>> BEGIN DATASET EXCERPTS

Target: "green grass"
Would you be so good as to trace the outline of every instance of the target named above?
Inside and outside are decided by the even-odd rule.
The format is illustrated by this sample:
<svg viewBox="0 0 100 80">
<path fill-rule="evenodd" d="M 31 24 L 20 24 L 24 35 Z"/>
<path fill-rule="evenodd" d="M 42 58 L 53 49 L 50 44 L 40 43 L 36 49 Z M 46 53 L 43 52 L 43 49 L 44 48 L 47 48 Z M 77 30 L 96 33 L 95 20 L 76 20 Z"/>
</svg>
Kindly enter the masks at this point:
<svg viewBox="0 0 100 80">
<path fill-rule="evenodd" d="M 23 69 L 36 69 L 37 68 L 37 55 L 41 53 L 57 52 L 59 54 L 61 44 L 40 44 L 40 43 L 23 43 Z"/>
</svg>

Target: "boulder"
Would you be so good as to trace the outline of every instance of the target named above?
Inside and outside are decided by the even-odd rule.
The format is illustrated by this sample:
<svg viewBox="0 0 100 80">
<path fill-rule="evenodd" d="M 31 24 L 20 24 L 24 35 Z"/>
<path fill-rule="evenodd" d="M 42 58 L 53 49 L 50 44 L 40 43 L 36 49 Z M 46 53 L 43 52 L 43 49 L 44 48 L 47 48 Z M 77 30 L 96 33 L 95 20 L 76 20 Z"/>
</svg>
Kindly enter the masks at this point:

>> END DATASET EXCERPTS

Can you edit the records above by replacing "Would you be so good as to" with "Could you please" wherever it occurs and leaving everything else unchanged?

▸ **FINAL RESULT**:
Target: "green grass"
Could you please trace the outline of every instance of the target named above?
Inside and outside are decided by the even-odd rule.
The format is illustrated by this sample:
<svg viewBox="0 0 100 80">
<path fill-rule="evenodd" d="M 31 24 L 20 24 L 24 35 Z"/>
<path fill-rule="evenodd" d="M 42 58 L 53 49 L 50 44 L 40 43 L 36 49 Z M 46 53 L 43 52 L 43 49 L 44 48 L 47 48 Z M 77 30 L 96 33 L 95 20 L 76 20 Z"/>
</svg>
Kindly enter the masks at this point:
<svg viewBox="0 0 100 80">
<path fill-rule="evenodd" d="M 23 69 L 36 69 L 37 68 L 37 55 L 41 53 L 57 52 L 59 54 L 61 44 L 40 44 L 40 43 L 23 43 Z"/>
</svg>

Target: "boulder"
Could you please trace the outline of every instance of the target named above?
Inside and outside are decided by the even-odd rule.
The format is illustrated by this sample:
<svg viewBox="0 0 100 80">
<path fill-rule="evenodd" d="M 31 24 L 20 24 L 24 35 Z"/>
<path fill-rule="evenodd" d="M 42 58 L 53 49 L 50 44 L 40 43 L 36 49 Z M 46 53 L 43 52 L 43 49 L 44 48 L 47 48 Z M 77 30 L 96 33 L 95 20 L 76 20 Z"/>
</svg>
Kindly enter the masks at this point:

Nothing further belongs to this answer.